__Required tasks__
1. In the review of Animals, why have all domestic animals and pets died in the book's future world? Answer in one to three sentences.
2. According to the review of Animals, who wrote the manuscript that makes up the book's first part?
3. Resume the review of Animals after its final sentence.

··· Document extract

Animals by Don LePan
Soft Skull Press, New York, 2010
Borrowed from the library.
Sam is deaf and lives during a time when people with disabilities are being abandoned by society. There is no effort to help the blind and deaf, no system for children born with a chronic illness. No one tries to find out what is wrong, Sam is just different, and he is eventually classified as “mongrel”. His mother, left in dire financial straits, is forced to abandon him, hoping the family she leaves him with will adopt him as a pet. A pet?
I am not cute. I am not a pet. I am not a mongrel. I am a child, that’s all.
Animals is told in two parts. The first part is a manuscript telling Sam’s story, the story of his birth family and his adoptive family, written by Naomi Okun, the girl whose family does take him in. The second part is an explanation, with abundant footnotes, by someone named Broderick Clark, of this autobiographical manuscript. LePan has used an interesting structure to deal with a difficult subject, one many of us would just as soon ignore.
This is speculative fiction, fiction that, given the present circumstances, points towards a possible future. It reminds me of Aldous Huxley’s “Brave New World”.
There is no easy way to write about this. We are in the future. Due to factory farming and over use of antibiotics there has been a “great extinction”. All of our domestic animals and pets have died. There is a lack of protein and people are struggling. There is a campaign stressing the dangers of soy. The gap between rich and poor has widened exponentially. The world is edging towards chaos.

······
··· Provided records

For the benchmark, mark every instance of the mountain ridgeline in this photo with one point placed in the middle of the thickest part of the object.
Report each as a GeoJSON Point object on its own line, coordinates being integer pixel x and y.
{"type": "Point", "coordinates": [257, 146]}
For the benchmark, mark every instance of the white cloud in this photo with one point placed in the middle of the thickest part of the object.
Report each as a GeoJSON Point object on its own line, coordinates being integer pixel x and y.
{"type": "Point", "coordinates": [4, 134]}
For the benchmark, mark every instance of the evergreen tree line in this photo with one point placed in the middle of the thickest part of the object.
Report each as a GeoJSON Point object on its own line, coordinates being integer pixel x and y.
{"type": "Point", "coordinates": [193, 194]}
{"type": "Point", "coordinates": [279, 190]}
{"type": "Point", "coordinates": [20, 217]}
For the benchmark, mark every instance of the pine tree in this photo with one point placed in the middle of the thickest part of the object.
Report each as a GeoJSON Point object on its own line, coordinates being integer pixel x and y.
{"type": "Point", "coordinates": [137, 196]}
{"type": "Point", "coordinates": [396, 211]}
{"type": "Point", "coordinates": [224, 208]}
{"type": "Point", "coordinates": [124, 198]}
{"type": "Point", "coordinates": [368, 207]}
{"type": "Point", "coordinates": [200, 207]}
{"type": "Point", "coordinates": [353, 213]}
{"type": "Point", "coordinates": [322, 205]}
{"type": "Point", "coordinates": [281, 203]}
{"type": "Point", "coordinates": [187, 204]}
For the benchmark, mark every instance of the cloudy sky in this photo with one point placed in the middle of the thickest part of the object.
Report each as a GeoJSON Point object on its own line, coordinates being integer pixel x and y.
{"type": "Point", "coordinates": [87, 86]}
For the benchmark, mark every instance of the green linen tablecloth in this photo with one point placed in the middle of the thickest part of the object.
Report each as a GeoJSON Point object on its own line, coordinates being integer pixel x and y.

······

__Expected results__
1. A "great extinction" has occurred because of factory farming and the overuse of antibiotics. As a result, all domestic animals and pets have died.

2. Naomi Okun, the girl whose family takes Sam in.

3.
As more and more “sub-normal” people are marginalized and de-humanized, some are adopted as “pets” and some are classified as chattel. Eventually the chattel are gathered together, their labor is utilized and they become a food source. Like I said, there is no easy way to write about this.
LaPan claims his main argument is against factory-farming and for the humane treatment of our food animals but I was left with a much broader sense of let’s stop eating meat(and fish), period. This is a difficult and challenging book. I feel like I need to put some distance between my first reading and then read it again.
I need to say that over the past few years I have grown closer and closer to becoming a true vegetarian. There are occasions when I eat chicken or fish, and I am not vegan by any means, but something in me has me turning away from eating flesh. Maybe it’s my knowledge of factory farms, or my awareness of the growing understanding of animal behavior and animal “consciousness”. Maybe it’s the Buddhist idea of Ahimsa – do no harm. I buy organic when I can. I eat tofu, legumes and lots of vegetables. Animals, a deeply disturbing book, only reinforces my thoughts about food, about how we raise and slaughter what we eat.
Now I want to read Eating Animals by Jonathan Safran Foer.